▶ _Data supplied_:
.....

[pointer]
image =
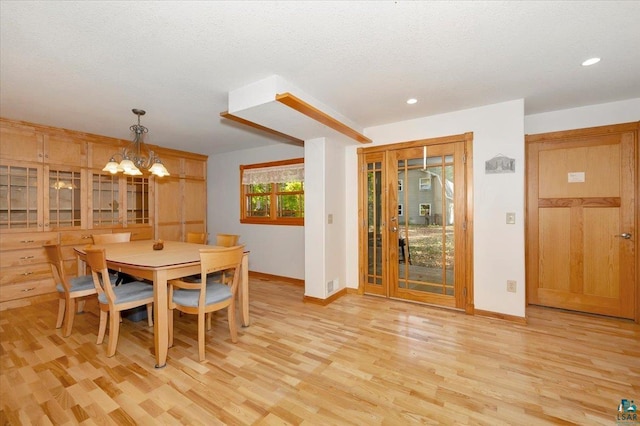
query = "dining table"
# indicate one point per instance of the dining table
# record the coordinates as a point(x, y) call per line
point(175, 260)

.....

Copy each line of the items above word for word, leaving out the pictures.

▶ _Response for this exercise_:
[pointer]
image =
query = "dining table"
# indicate one point per instance of the dining table
# record the coordinates as a point(x, y) call per line
point(175, 260)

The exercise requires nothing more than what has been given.